__Collection entries__:
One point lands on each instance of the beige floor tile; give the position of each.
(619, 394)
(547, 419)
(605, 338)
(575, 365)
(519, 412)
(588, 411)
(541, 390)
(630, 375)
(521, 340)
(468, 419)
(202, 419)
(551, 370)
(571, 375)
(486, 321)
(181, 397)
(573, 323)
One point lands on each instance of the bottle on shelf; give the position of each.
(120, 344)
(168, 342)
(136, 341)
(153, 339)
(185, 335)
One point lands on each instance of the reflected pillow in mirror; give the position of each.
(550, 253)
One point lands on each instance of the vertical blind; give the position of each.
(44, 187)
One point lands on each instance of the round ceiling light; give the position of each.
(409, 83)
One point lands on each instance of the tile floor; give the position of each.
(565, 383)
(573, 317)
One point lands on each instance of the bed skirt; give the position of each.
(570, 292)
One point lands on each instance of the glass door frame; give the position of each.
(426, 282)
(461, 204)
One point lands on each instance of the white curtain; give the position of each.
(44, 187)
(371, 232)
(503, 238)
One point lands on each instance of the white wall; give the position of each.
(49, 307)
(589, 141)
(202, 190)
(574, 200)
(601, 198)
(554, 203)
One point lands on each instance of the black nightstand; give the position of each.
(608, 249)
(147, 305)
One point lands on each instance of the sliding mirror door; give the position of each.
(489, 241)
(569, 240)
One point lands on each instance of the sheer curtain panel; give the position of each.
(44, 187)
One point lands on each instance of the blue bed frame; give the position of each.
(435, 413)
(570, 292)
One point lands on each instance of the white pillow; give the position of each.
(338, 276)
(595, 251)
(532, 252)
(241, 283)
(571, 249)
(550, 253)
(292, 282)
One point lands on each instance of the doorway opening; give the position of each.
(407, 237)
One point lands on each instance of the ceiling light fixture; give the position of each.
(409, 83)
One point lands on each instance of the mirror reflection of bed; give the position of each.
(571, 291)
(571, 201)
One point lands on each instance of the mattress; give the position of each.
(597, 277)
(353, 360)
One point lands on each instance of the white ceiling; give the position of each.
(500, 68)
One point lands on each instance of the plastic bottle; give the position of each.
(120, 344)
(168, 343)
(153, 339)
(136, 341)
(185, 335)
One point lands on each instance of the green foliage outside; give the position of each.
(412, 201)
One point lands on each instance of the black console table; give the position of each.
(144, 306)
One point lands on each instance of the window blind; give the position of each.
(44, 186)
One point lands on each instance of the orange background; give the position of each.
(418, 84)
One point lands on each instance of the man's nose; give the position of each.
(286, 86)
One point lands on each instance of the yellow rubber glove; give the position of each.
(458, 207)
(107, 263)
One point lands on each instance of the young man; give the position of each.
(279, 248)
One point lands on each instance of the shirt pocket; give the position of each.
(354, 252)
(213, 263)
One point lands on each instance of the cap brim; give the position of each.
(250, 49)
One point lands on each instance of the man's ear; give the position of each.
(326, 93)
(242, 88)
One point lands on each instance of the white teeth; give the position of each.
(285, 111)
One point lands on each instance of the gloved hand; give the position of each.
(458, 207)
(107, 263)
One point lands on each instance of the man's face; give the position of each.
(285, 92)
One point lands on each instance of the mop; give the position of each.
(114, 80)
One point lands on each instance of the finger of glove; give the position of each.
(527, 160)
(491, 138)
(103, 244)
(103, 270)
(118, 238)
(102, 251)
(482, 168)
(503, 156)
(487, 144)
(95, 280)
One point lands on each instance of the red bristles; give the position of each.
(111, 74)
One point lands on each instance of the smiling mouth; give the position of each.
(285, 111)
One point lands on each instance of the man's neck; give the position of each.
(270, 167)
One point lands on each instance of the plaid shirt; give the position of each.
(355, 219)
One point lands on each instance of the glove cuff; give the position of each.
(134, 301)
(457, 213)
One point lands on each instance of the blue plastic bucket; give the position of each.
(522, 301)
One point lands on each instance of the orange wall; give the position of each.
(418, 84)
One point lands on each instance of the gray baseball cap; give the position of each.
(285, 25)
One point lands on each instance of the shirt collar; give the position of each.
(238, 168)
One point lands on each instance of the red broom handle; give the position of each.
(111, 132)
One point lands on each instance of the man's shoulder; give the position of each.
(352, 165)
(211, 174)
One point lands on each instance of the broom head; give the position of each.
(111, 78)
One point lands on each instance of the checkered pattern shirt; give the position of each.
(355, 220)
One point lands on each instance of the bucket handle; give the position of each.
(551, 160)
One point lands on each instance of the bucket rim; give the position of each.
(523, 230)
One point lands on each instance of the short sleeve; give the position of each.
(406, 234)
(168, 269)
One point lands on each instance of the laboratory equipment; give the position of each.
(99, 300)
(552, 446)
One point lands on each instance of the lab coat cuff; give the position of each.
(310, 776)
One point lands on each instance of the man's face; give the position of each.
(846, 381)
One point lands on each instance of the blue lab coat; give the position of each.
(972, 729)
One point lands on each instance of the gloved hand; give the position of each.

__Required task__: Repeat exactly the lines from the line containing "One point lands on each instance of the blue plastic" through the end of the listing above; both boundary lines are part of the output.

__Completed task__:
One point lands on each instance of the blue plastic bucket; give the position of each.
(522, 301)
One point lands on each instance of the orange wall; give the position of each.
(418, 84)
One point lands on each instance of the gray baseball cap; give the position of each.
(285, 25)
One point lands on each instance of the shirt collar; give the position of each.
(238, 168)
One point lands on each instance of the red broom handle; give the position of each.
(111, 132)
One point lands on each instance of the man's shoulder; give the position of each.
(352, 165)
(211, 174)
One point lands on each instance of the broom head; give the position of each.
(111, 78)
One point lands on each instance of the checkered pattern shirt; give the position of each.
(355, 220)
One point lands on each instance of the bucket handle; give the position of each.
(551, 160)
One point lands on each instance of the bucket rim; give the position of each.
(523, 230)
One point lands on each instance of the short sleeve; give the position of each.
(406, 234)
(168, 269)
One point lands on each instance of the laboratory equipment; give the position of each.
(99, 300)
(552, 446)
One point lands on each instance of the lab coat cuff; give the position of each.
(310, 776)
One point lands on each instance of the man's face; give the position of each.
(846, 381)
One point lands on each instance of the blue lab coat; give the position of each.
(972, 729)
One point lands on each instance of the gloved hand; give the position of each.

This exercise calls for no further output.